Exercise text below:

Hacker News new | comments | show | ask | jobs | submit login
Google to Collect Data to Define Healthy Human (wsj.com)
85 points by ismavis on July 25, 2014 | hide | past | web | favorite | 33 comments

There are a few flaws in the thinking here: One, that we can define a "healthy human" or that any humans can be found that are operating at full health. Two, that there is a single set of traits that defines a healthy human, or that it could be distilled via sampling and synthesizing data about many humans. Three, that any such indicators or traits they discover will not change over time.

There is undoubtedly the need for tremendous amounts of research into human physiology and health, but there's a very naive hubris that runs through all these grand analysis projects that promise to solve all human health woes. Our bodies are the most complex systems that we know of in the entire universe. The idea that we are anywhere close to understanding how they should optimally work is just completely daft.

Just look back at the promises made by the Human Genome Project in the early 90s. Yes, we've learned a lot since then, but mostly we've learned that the relationship between our bodies and our genes is far far more complicated than we imagined 25 years ago.

The limiting factor right now isn't the lack of clever algorithms or computational power, but the lack of data that covers enough people over enough time with enough depth and quality. Also, more of former can't make up for a lack of the latter, even if it's sexier, especially for a company like Google.

End of Exercise text.

Can you rewrite the paragraph in the thread above that begins "There are a few flaws" as a short list, keeping all three of its points?

Dataset below:

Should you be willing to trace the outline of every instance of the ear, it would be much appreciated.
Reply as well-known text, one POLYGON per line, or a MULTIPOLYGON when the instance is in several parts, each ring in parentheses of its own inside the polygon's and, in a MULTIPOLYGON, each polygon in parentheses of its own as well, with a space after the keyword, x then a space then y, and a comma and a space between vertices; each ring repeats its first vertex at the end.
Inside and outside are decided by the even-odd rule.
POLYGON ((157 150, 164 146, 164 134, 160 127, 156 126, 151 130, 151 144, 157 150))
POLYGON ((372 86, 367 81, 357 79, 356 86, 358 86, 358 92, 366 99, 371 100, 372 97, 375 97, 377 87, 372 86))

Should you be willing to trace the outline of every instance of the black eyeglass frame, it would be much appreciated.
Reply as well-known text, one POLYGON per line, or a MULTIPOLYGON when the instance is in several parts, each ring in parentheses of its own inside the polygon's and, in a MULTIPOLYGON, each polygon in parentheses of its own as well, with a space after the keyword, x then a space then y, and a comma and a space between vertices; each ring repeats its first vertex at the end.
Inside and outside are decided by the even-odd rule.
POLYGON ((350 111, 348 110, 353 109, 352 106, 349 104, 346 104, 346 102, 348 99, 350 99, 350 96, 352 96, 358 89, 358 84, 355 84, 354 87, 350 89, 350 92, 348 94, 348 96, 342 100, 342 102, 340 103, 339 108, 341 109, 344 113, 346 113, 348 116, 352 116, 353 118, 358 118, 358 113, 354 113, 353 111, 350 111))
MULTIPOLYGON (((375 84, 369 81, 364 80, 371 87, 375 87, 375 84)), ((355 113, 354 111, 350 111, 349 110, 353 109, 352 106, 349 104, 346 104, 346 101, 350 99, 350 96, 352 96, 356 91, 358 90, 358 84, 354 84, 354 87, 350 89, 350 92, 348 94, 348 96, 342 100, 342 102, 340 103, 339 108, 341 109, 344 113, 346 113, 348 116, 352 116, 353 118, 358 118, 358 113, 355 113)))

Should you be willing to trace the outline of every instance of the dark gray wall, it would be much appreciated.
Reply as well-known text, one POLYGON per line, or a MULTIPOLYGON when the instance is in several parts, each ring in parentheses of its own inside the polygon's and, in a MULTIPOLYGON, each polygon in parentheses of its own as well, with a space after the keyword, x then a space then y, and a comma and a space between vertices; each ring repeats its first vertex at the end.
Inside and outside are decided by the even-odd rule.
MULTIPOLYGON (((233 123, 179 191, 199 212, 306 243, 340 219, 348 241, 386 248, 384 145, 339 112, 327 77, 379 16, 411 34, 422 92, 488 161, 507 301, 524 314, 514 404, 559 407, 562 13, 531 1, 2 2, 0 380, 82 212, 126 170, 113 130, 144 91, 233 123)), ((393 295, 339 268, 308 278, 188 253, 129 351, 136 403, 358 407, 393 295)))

End of Dataset.

▸ Written answer:
Flaws in the thinking:
- Assuming a "healthy human" can be defined, or that any humans can be found operating at full health.
- Assuming a single set of traits defines a healthy human, or that it could be distilled by sampling and synthesizing data about many humans.
- Assuming any indicators or traits discovered will not change over time.